── Record list

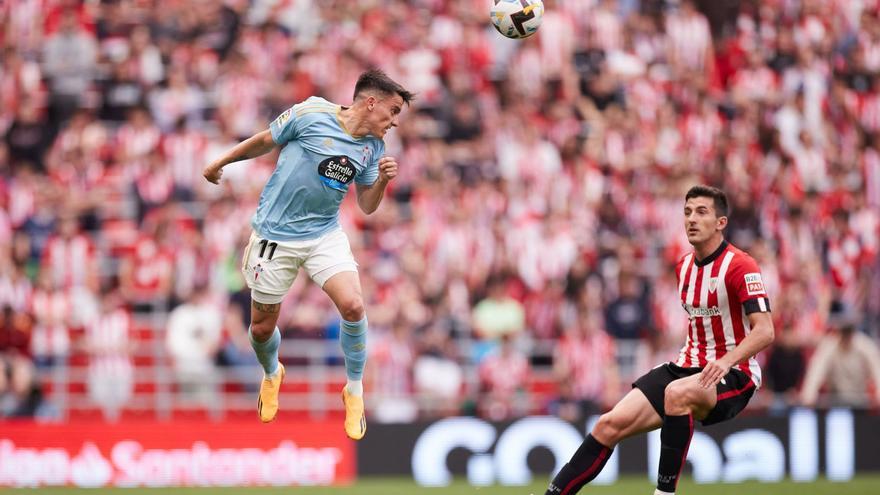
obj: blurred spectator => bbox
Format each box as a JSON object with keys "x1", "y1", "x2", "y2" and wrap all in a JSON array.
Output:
[
  {"x1": 0, "y1": 356, "x2": 54, "y2": 418},
  {"x1": 6, "y1": 98, "x2": 52, "y2": 172},
  {"x1": 412, "y1": 321, "x2": 465, "y2": 416},
  {"x1": 605, "y1": 273, "x2": 654, "y2": 340},
  {"x1": 31, "y1": 270, "x2": 73, "y2": 368},
  {"x1": 477, "y1": 334, "x2": 531, "y2": 421},
  {"x1": 43, "y1": 8, "x2": 98, "y2": 125},
  {"x1": 364, "y1": 320, "x2": 418, "y2": 423},
  {"x1": 553, "y1": 311, "x2": 620, "y2": 421},
  {"x1": 82, "y1": 289, "x2": 134, "y2": 421},
  {"x1": 217, "y1": 304, "x2": 261, "y2": 392},
  {"x1": 473, "y1": 277, "x2": 525, "y2": 362},
  {"x1": 165, "y1": 287, "x2": 223, "y2": 407},
  {"x1": 801, "y1": 309, "x2": 880, "y2": 408}
]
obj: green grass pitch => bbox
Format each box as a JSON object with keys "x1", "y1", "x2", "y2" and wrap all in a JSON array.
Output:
[{"x1": 10, "y1": 475, "x2": 880, "y2": 495}]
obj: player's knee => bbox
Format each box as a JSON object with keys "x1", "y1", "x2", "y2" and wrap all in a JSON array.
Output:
[
  {"x1": 251, "y1": 322, "x2": 275, "y2": 342},
  {"x1": 663, "y1": 382, "x2": 694, "y2": 416},
  {"x1": 338, "y1": 297, "x2": 365, "y2": 321},
  {"x1": 593, "y1": 412, "x2": 626, "y2": 445}
]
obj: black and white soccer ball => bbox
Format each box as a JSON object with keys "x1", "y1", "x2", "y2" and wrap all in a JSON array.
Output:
[{"x1": 491, "y1": 0, "x2": 544, "y2": 39}]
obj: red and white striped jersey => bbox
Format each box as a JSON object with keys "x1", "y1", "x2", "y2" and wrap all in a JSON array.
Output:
[{"x1": 675, "y1": 241, "x2": 770, "y2": 386}]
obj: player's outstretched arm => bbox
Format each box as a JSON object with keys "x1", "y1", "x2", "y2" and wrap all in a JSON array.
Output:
[
  {"x1": 202, "y1": 129, "x2": 277, "y2": 184},
  {"x1": 700, "y1": 312, "x2": 775, "y2": 388},
  {"x1": 357, "y1": 156, "x2": 397, "y2": 215}
]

────

**Task requirements**
Reproduce the whole listing above word for word, omitting the pictures.

**The output**
obj: blurred spectator => bbox
Format each box as a JSON object with keys "x1", "y1", "x2", "y2" and wrap all in a JSON array.
Output:
[
  {"x1": 0, "y1": 356, "x2": 54, "y2": 418},
  {"x1": 6, "y1": 98, "x2": 52, "y2": 172},
  {"x1": 412, "y1": 321, "x2": 465, "y2": 416},
  {"x1": 605, "y1": 273, "x2": 654, "y2": 340},
  {"x1": 31, "y1": 270, "x2": 73, "y2": 368},
  {"x1": 477, "y1": 334, "x2": 531, "y2": 421},
  {"x1": 43, "y1": 8, "x2": 98, "y2": 125},
  {"x1": 364, "y1": 320, "x2": 418, "y2": 423},
  {"x1": 553, "y1": 311, "x2": 620, "y2": 421},
  {"x1": 82, "y1": 289, "x2": 134, "y2": 421},
  {"x1": 217, "y1": 304, "x2": 261, "y2": 392},
  {"x1": 473, "y1": 277, "x2": 525, "y2": 362},
  {"x1": 165, "y1": 287, "x2": 223, "y2": 407},
  {"x1": 801, "y1": 309, "x2": 880, "y2": 408}
]
obj: green grass pitch => bbox
Format each box as a JSON object with keys "x1", "y1", "x2", "y2" and wrap all in a JSON array.
Output:
[{"x1": 10, "y1": 475, "x2": 880, "y2": 495}]
obj: player's knee => bbox
Format each box as a JSON object with keys "x1", "y1", "x2", "y2" and wrap all in a JSON array.
Output:
[
  {"x1": 251, "y1": 322, "x2": 275, "y2": 342},
  {"x1": 663, "y1": 382, "x2": 694, "y2": 416},
  {"x1": 338, "y1": 297, "x2": 365, "y2": 321},
  {"x1": 593, "y1": 412, "x2": 626, "y2": 445}
]
obj: black and white soccer ball => bbox
Format each box as a JSON object with keys "x1", "y1", "x2", "y2" and wrap all in a JSON array.
Output:
[{"x1": 491, "y1": 0, "x2": 544, "y2": 39}]
obj: red and white striped jersey => bbox
Format each box as a JSON object with keys "x1", "y1", "x2", "y2" and wrap all in a JSON array.
Output:
[{"x1": 675, "y1": 241, "x2": 770, "y2": 386}]
obj: player's outstretched arm => bbox
Format each box as a JSON object with keys "x1", "y1", "x2", "y2" and wrap all in a JSON array.
Output:
[
  {"x1": 202, "y1": 129, "x2": 277, "y2": 184},
  {"x1": 700, "y1": 312, "x2": 775, "y2": 388},
  {"x1": 357, "y1": 156, "x2": 397, "y2": 215}
]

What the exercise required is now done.